--- PAGE ---

Predictably, mercurial billionaire Elon Musk is trying to walk away from his $44 billion acquisition of Twitter. As predictably, Twitter plans to sue him to force him to finalize the deal based on the agreed-upon terms.
“Mr. Musk is terminating the Merger Agreement because Twitter is in material breach of multiple provisions of that Agreement, appears to have made false and misleading representations upon which Mr. Musk relied when entering into the Merger Agreement, and is likely to suffer a Company Material Adverse Effect,” a regulatory filing reads. “While … Merger Agreement requires Twitter to provide Mr. Musk … all data and information that Mr. Musk requests ‘for any reasonable business purpose related to the consummation of the transaction,’ Twitter has not complied with its contractual obligations.”
As I’m sure you remember, Musk became Twitter’s biggest shareholder in April and then announced that he wished to acquire the company. In late April, the two parties reached an agreement, with Musk to pay $44 billion for the social media giant.

--- DATASET CONTENT ---

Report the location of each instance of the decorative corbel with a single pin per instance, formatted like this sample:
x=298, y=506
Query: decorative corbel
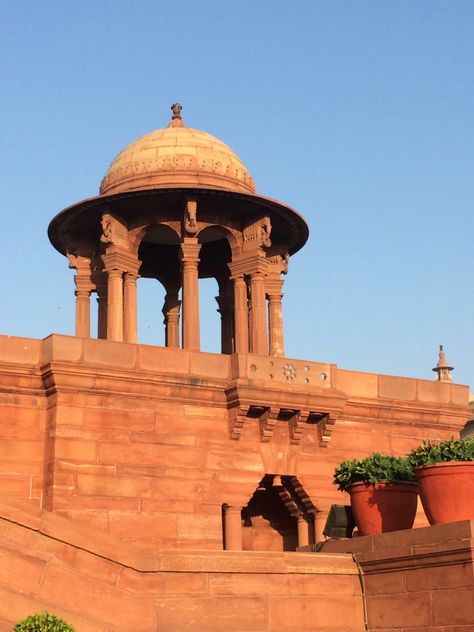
x=267, y=422
x=279, y=263
x=190, y=216
x=114, y=232
x=237, y=419
x=257, y=234
x=325, y=429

---

WHAT YOU ARE ASKED TO DO
Resume the article on Elon Musk's attempt to withdraw from his acquisition of Twitter, beginning immediately after its final sentence.

OUTPUT
But in the wake of this announcement, Mr. Musk immediately started casting doubts on his intentions, which marked him as the fool that he is and materially impacted Twitter’s financial viability. He complained about Twitter’s board on, well, Twitter, of course. He complained that the service had too many spam accounts despite the fact that Twitter proved to him that it does not. In a particularly low—but telling—moment, he even tweeted a poop emoji at Twitter. Because that’s how childish and terrible he is.
And now he has filed to break the acquisition agreement and walk away from Twitter. Musk’s underhanded tactics have understandably roiled Twitter’s executive staff and employee base.
“You should refrain from Tweeting, Slacking, or sharing any commentary about the merger agreement,” Twitter general counsel Sean Edgett told employees. “I know this is an uncertain time, and we appreciate your patience and ongoing commitment to the important work we have underway.”
Externally, Twitter provided the following statement.
“The Twitter Board is committed to closing the transaction on the price and terms agreed upon with Mr. Musk and plans to pursue legal action to enforce the merger agreement. We are confident we will prevail in the Delaware Court of Chancery.”
So it’s on.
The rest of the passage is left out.